[The task]
In the Easter commemorations passage below, reproduce word for word the section that opens at "The national commemoration" and ends after "Arbour Hill Cemetery.".

The national commemoration supported by the 32 County Sovereignty Movement will take place in Dublin on Easter Monday at 12pm, from The Garden of Rememberance to the final resting place of the signatories of the Proclamation in Arbour Hill Cemetery.

The committee said: “The Centenary of the 1916 Rebellion and the establishment of the Sovereign Republic of Eire is of the upmost importance to republican and socialist activists and indeed to the majority of Irish people. Given the relentless revisionism of the state and its media outlets to downplay, dilute and misrepresent the aims and objectives of the men and women of 1916 it is imperative that the core political message of 1916 is heard.”


The socialist republican party, eirigi, is marking this year’s Easter commemoration in Belfast with a parade organised under the auspices of the Irish Republican Commemoration Committee. It will assemble on Easter Monday at 1.00pm on the Falls Road, close to the house where executed 1916 leader, James Connolly, once lived with family and make its way to Milltown cemetery. The main oration will be delivered by Belfast republican, Bernard Fox.

A spokesperson for the organising committee, Martine Jackson, said, “As has been the practice at our previous commemorations in Belfast, the emphasis will be solely on remembering all those who gave their lives as a result of the long struggle, across many generations, to achieve full political, social and economic freedom in Ireland.”

[Provided records]
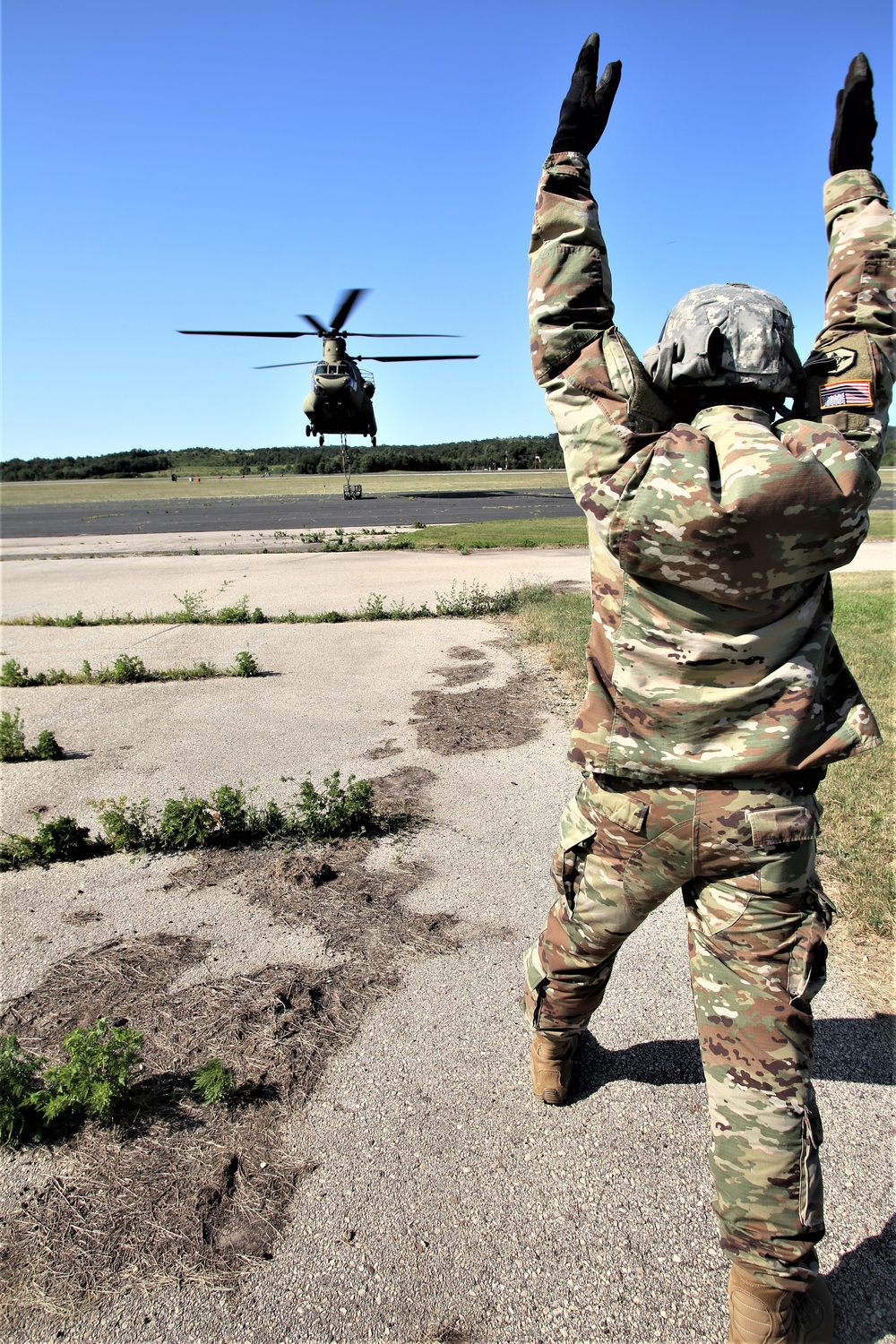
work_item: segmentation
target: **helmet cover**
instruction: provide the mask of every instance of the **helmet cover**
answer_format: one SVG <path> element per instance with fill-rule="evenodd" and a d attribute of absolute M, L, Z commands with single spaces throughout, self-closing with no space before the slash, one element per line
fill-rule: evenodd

[Written solution]
The national commemoration supported by the 32 County Sovereignty Movement will take place in Dublin on Easter Monday at 12pm, from The Garden of Rememberance to the final resting place of the signatories of the Proclamation in Arbour Hill Cemetery.